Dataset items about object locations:
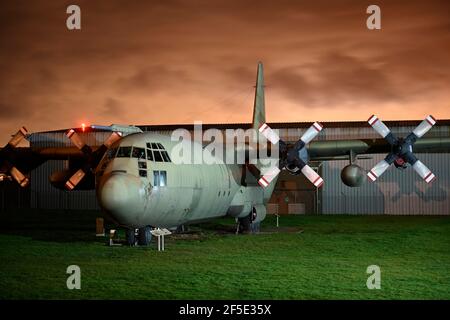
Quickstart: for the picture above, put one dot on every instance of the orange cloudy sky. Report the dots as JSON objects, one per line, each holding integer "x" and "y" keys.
{"x": 170, "y": 61}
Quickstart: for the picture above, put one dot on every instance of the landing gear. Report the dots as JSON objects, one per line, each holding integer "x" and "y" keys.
{"x": 248, "y": 224}
{"x": 130, "y": 236}
{"x": 141, "y": 236}
{"x": 145, "y": 236}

### TASK TO COMPLETE:
Write out every line of the items above again, requests included, and shift each x and y coordinate in the answers by -88. Leave the pictures out.

### ANSWER TO THIS TASK:
Quickstart: for the picture above, put one dot on every instance of the orange cloudy sky. Report the dots as JSON objects, one per line, each holding integer "x" and "y" keys.
{"x": 82, "y": -27}
Quickstart: for the picture above, put one dot on every instance of the landing gear. Report the dots as JSON objects, one per line, each holding integer "x" and "y" keys.
{"x": 160, "y": 136}
{"x": 42, "y": 148}
{"x": 53, "y": 148}
{"x": 57, "y": 148}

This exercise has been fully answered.